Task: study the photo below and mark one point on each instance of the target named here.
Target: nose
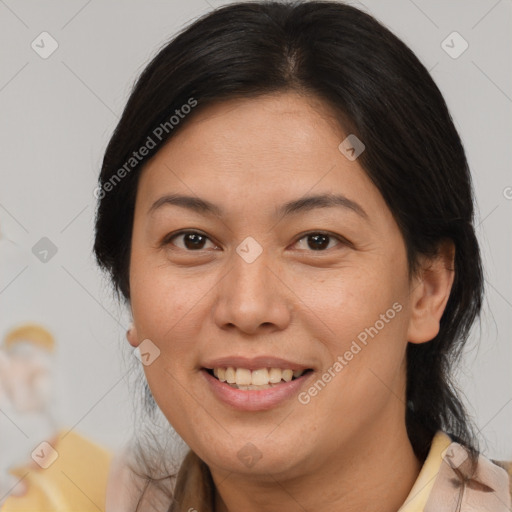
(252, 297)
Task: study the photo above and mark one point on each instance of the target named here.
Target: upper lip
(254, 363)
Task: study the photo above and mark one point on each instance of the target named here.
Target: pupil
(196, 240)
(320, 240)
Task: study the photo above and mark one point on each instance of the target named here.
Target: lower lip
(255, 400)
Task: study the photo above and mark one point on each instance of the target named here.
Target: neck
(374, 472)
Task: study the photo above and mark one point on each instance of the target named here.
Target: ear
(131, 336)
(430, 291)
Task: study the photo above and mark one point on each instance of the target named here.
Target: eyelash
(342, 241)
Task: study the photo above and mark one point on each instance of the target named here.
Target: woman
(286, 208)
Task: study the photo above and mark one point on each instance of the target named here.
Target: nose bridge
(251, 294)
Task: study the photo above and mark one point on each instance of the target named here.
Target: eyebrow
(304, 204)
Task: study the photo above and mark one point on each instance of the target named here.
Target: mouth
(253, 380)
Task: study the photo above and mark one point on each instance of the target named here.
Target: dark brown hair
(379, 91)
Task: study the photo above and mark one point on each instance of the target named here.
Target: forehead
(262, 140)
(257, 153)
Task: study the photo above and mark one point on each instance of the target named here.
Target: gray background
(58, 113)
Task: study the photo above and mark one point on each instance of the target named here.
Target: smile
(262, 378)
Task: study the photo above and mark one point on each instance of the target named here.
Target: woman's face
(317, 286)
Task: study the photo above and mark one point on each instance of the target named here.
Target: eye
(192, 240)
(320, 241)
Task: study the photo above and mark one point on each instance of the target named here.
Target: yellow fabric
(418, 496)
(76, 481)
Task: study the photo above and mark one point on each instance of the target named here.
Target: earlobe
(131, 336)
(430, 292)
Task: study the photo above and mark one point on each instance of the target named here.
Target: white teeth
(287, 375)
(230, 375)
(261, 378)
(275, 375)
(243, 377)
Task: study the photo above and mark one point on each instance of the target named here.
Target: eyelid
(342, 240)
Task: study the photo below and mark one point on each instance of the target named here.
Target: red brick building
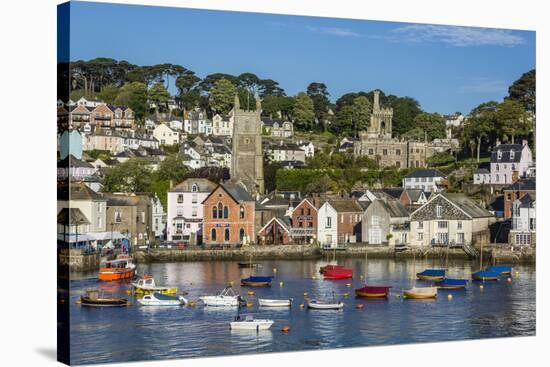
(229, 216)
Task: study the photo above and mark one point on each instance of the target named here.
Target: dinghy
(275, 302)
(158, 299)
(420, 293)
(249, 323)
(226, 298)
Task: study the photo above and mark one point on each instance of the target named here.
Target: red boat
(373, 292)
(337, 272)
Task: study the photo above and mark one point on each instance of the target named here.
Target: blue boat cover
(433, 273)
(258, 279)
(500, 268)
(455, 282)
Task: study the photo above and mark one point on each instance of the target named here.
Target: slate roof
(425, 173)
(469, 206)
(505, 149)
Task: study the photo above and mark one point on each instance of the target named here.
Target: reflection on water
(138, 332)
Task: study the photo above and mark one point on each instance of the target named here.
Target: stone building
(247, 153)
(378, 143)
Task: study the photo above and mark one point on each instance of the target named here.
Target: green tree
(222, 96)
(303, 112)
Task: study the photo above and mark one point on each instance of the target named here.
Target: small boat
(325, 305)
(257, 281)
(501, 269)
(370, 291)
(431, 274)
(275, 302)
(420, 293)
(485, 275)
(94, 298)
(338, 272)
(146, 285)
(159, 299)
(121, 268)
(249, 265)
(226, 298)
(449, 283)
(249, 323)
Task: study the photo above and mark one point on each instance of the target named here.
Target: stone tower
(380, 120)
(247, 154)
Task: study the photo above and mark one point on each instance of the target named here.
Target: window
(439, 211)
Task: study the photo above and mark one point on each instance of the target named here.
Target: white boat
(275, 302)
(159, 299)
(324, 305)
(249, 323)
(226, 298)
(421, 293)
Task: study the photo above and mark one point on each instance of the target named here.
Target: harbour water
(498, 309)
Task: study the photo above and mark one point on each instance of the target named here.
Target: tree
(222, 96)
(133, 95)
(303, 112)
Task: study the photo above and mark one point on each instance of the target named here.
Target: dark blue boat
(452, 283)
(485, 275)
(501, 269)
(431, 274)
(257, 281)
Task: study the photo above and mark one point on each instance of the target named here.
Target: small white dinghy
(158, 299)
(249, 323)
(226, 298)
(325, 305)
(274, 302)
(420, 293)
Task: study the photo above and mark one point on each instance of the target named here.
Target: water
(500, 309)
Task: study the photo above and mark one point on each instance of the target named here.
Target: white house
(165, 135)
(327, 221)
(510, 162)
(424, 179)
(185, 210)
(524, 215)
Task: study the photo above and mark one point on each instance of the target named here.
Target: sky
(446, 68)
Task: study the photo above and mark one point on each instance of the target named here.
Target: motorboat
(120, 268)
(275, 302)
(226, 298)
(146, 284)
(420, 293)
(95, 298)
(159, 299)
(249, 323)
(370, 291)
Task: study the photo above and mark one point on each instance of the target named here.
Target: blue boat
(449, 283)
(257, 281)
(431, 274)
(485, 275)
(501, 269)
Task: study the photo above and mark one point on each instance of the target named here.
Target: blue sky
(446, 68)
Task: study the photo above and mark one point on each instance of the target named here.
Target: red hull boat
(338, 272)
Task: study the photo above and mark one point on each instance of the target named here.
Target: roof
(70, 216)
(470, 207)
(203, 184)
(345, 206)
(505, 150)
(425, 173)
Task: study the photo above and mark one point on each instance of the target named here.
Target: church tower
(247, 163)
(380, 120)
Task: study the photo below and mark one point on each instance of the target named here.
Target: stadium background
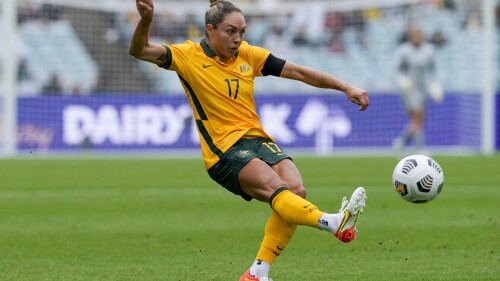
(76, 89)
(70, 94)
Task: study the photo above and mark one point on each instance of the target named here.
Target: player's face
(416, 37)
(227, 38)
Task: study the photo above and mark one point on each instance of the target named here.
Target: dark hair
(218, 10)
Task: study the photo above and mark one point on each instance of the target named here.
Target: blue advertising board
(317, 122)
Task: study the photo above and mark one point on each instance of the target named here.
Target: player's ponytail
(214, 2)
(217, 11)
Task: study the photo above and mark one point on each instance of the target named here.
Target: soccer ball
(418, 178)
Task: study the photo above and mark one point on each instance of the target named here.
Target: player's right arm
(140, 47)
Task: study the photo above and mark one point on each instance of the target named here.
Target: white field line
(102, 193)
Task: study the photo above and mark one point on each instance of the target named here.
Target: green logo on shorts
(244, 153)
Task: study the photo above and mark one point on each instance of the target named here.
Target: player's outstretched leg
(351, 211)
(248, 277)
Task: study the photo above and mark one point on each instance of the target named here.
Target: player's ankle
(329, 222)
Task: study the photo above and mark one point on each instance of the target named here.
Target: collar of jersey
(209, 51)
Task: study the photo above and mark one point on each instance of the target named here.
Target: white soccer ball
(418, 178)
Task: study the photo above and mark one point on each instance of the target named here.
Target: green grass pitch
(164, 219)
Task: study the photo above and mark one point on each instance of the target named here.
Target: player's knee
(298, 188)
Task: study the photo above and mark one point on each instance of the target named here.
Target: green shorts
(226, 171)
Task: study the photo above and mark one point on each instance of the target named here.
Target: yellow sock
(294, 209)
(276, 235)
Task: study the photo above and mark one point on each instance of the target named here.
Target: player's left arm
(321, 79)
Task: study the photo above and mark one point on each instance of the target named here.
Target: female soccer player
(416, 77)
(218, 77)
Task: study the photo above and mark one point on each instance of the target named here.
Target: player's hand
# # # # # # #
Keep the pictures out and transcribe the listing exactly.

Task: study the photo below and mark one point on each instance of the target named here.
Target: nose
(252, 297)
Task: study the photo above and mark one point on each instance of the target named here.
Target: upper lip
(254, 363)
Task: study the photo above and mark one point on each instance of the target named here.
Target: pupil
(196, 240)
(320, 240)
Task: study the photo above and mark one point on each instance of the target named here.
Target: lower lip
(255, 400)
Task: study the photo above and mark one point on each instance of the target named here.
Target: neck
(374, 472)
Task: study the photo above and mark one point on each instance of the target named here.
Target: ear
(131, 336)
(430, 291)
Task: study the photo above and mark one point on each instance of the target named here.
Target: eyelash
(342, 241)
Task: study the photo above and mark one point on each instance of the target named here.
Target: woman
(286, 208)
Task: study the photo above and mark one point on each instance of the target named here.
Target: nose bridge
(251, 294)
Task: study the photo above and mark one point on each instance of the target named here.
Target: eyebrow
(304, 204)
Task: study the photo above and mark one point on each instance of the target named here.
Target: mouth
(253, 380)
Task: study the photo above and mark one point on each instance of the target named here.
Target: dark brown hair
(379, 91)
Task: study the photo above and mark one point on each instance of the target named here.
Target: forehead
(262, 140)
(257, 153)
Task: study the photo above and mark one point on each instance of the target named here.
Target: gray background
(58, 113)
Task: study the photo above and mark one point on each instance of the target named here.
Target: smile
(262, 378)
Task: study the photo above and mark one point on each instance of the target named here.
Target: woman's face
(317, 286)
Task: study the photo above and mark one point on each instance of the target named here.
Target: eye
(192, 240)
(320, 241)
Task: study the photo above and mark one point on each instance of the target named here.
Target: yellow fabric
(418, 496)
(76, 481)
Task: study the photo above and mark one point on each instance of the target named here.
Target: earlobe
(131, 336)
(430, 292)
Task: study the photo above and mark one point on each instance of the target named here.
Target: white teeth
(287, 375)
(230, 375)
(261, 378)
(275, 375)
(243, 377)
Task: study the photo above and mark one point on each instance of the target named here.
Target: eyelid
(342, 240)
Task: study the photo below and mark one point on each instance of the target named here.
Target: red brick building
(229, 216)
Task: study the photo above and mark one point on each instance of the target named here.
Target: dinghy
(275, 302)
(158, 299)
(420, 293)
(249, 323)
(226, 298)
Task: study the photo above and mark one point on each instance of the target named here.
Target: red boat
(373, 292)
(337, 272)
Task: study the photo above and mark one point on each instance of the target named here.
Target: blue boat cover
(433, 273)
(258, 279)
(500, 268)
(455, 282)
Task: study the photo above and mark one point on each instance of the target named here.
Target: slate roof
(425, 173)
(469, 206)
(505, 149)
Task: study the photo above and mark one point on each instance of the target named here.
Target: reflection on water
(138, 332)
Task: study the photo above and mark one point on each instance of the target named here.
Target: stone building
(247, 153)
(378, 143)
Task: study the photo above and mark one point on each instance of the target named here.
Target: green tree
(222, 96)
(303, 112)
Task: study the photo above and mark one point on each instance of the target named here.
Target: small boat
(325, 305)
(257, 281)
(501, 269)
(370, 291)
(431, 274)
(275, 302)
(420, 293)
(485, 275)
(94, 298)
(338, 272)
(146, 285)
(159, 299)
(121, 268)
(249, 265)
(226, 298)
(449, 283)
(249, 323)
Task: study the photo above and mark one point on each instance of the target named here.
Target: stone tower
(380, 120)
(247, 154)
Task: study the photo above and mark one point on each instance of the target named here.
Target: window
(439, 211)
Task: study the photo above and mark one point on each instance of the target named here.
Target: white boat
(275, 302)
(159, 299)
(324, 305)
(249, 323)
(226, 298)
(421, 293)
Task: study the photo above and mark one point on each instance of the target named here.
Target: harbour water
(498, 309)
Task: study the photo above and mark one point on each instance of the target named here.
Target: tree
(222, 96)
(133, 95)
(303, 112)
Task: study the photo above and mark one point on each instance of the target named here.
Target: dark blue boat
(452, 283)
(485, 275)
(501, 269)
(431, 274)
(257, 281)
Task: study the photo above and mark one point on each instance of the target named here.
Target: small white dinghy
(158, 299)
(249, 323)
(226, 298)
(325, 305)
(274, 302)
(420, 293)
Task: study the photo above and mark one point on each instance of the target named here.
Target: water
(500, 309)
Task: study the photo above and mark one point on each instance of the target named here.
Target: white house
(165, 135)
(327, 221)
(510, 162)
(424, 179)
(185, 210)
(524, 215)
Task: study the photo above and mark one point on each instance of the target named here.
Target: sky
(446, 68)
Task: study the photo above and mark one point on each instance of the target named here.
Target: motorboat
(120, 268)
(275, 302)
(226, 298)
(146, 284)
(420, 293)
(95, 298)
(159, 299)
(249, 323)
(370, 291)
Task: study the photo above and mark one point on each instance of the target named here.
Target: blue boat
(449, 283)
(257, 281)
(431, 274)
(485, 275)
(501, 269)
Task: study the photo above and mark one point on each instance of the target named here.
Target: blue sky
(446, 68)
Task: study the photo above and mark one point on each instance of the target named here.
Target: red hull boat
(338, 272)
Task: study the photo above and mark one point on each instance of the target named here.
Target: roof
(70, 216)
(470, 207)
(203, 184)
(345, 206)
(505, 150)
(425, 173)
Task: study the photo above and mark one point on each instance of the target named here.
Target: church tower
(247, 163)
(380, 120)
Task: study the photo below and mark one point on each instance of the target named here.
Target: stadium background
(76, 89)
(70, 94)
Task: study the photo above and mark one point on each instance of the target named here.
Target: player's face
(416, 37)
(227, 38)
Task: study the photo above and mark one point on each instance of the target named here.
Target: dark hair
(218, 10)
Task: study the photo above and mark one point on each instance of the target named here.
Target: blue advertising board
(317, 122)
Task: study the photo above and mark one point on each instance of the target named here.
Target: player's ponytail
(214, 2)
(217, 11)
Task: study the photo above and mark one point on each instance of the target named here.
Target: soccer ball
(418, 178)
Task: study the photo above and mark one point on each instance of the target named here.
Target: player's right arm
(140, 47)
Task: study the photo above and mark one point on each instance of the target named here.
Target: white field line
(102, 193)
Task: study the photo above and mark one point on each instance of the target named here.
Target: green logo on shorts
(244, 153)
Task: study the photo above and mark one point on each instance of the target named here.
Target: player's outstretched leg
(351, 211)
(248, 277)
Task: study the photo above and mark one point on each instance of the target named here.
Target: player's ankle
(329, 222)
Task: study the photo above and mark one point on each instance of the target named here.
Target: collar of jersey
(209, 51)
Task: study the photo above and mark one point on each instance of the target named here.
Target: white soccer ball
(418, 178)
Task: study the photo above and mark one point on each instance of the target named here.
Target: green grass pitch
(164, 219)
Task: study the photo above and mark one point on each instance of the target named here.
Target: player's knee
(298, 188)
Task: study the photo above and mark one point on each instance of the target named here.
Target: green shorts
(226, 171)
Task: study the photo above and mark one point on each instance of the target named here.
Target: yellow sock
(294, 209)
(276, 235)
Task: study the photo above and mark one point on each instance of the target named here.
Target: player's left arm
(321, 79)
Task: study the photo above and mark one point on each instance of the target named here.
Target: female soccer player
(416, 77)
(218, 77)
Task: study the photo above and mark one point on each instance of the target named here.
Target: player's hand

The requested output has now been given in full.